<<<<

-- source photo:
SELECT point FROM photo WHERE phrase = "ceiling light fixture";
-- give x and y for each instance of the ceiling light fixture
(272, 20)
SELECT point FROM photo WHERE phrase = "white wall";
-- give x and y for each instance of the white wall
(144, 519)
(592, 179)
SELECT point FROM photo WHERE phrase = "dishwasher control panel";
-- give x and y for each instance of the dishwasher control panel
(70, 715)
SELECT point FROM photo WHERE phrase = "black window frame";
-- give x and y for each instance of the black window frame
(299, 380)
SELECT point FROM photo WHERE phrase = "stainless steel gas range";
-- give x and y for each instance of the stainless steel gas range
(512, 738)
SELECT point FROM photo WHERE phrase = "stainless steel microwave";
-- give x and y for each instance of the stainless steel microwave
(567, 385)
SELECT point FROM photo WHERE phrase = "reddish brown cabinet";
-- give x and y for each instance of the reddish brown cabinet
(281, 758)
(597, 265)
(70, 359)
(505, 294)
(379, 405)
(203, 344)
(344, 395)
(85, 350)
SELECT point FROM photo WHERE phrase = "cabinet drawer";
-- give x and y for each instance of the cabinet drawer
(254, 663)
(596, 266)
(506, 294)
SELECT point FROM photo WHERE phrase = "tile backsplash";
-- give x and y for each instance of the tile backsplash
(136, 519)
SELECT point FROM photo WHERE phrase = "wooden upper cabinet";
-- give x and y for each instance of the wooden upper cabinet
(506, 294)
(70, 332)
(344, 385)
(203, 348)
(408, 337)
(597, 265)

>>>>

WHAT YOU WILL DO: Every record above should be copied exactly.

FULL ANSWER:
-- source photo:
SELECT point FROM photo WHERE phrase = "ceiling light fixture";
-- give x and y for each instance of the ceiling light fixture
(272, 20)
SELECT point FROM photo WHERE phrase = "white wall";
-- give x and y for each instance of the white wall
(144, 519)
(592, 179)
SELECT point FROM photo WHERE phrase = "dishwasher control panel";
-- give x and y for each instance of the dishwasher control panel
(70, 715)
SELECT point FROM photo WHERE phrase = "black window frame";
-- give x and y for each instance of the black window frame
(299, 380)
SELECT point FROM photo WHERE phrase = "stainless steel gas range";
-- give x and y for each instance of the stainless steel gas range
(512, 738)
SELECT point FROM photo WHERE phrase = "stainless steel microwave";
-- give x and y for each instance of the stainless steel microwave
(567, 385)
SELECT point FROM photo WHERE phrase = "reddish brown cabinet";
-- give x and y for each instance of the reddish brown cabinet
(281, 758)
(597, 265)
(70, 359)
(505, 294)
(379, 405)
(203, 344)
(344, 395)
(85, 350)
SELECT point FROM photo WHERE phrase = "cabinet drawer";
-- give x and y for each instance of the cabinet drawer
(254, 663)
(596, 266)
(506, 294)
SELECT point FROM photo WHERE phrase = "tile backsplash";
-- give x and y for each instance of the tile backsplash
(136, 519)
SELECT point FROM photo WHERE phrase = "wooden upper cabinet";
-- give x and y for each instance of the wooden upper cabinet
(506, 294)
(70, 332)
(344, 385)
(203, 348)
(408, 337)
(597, 265)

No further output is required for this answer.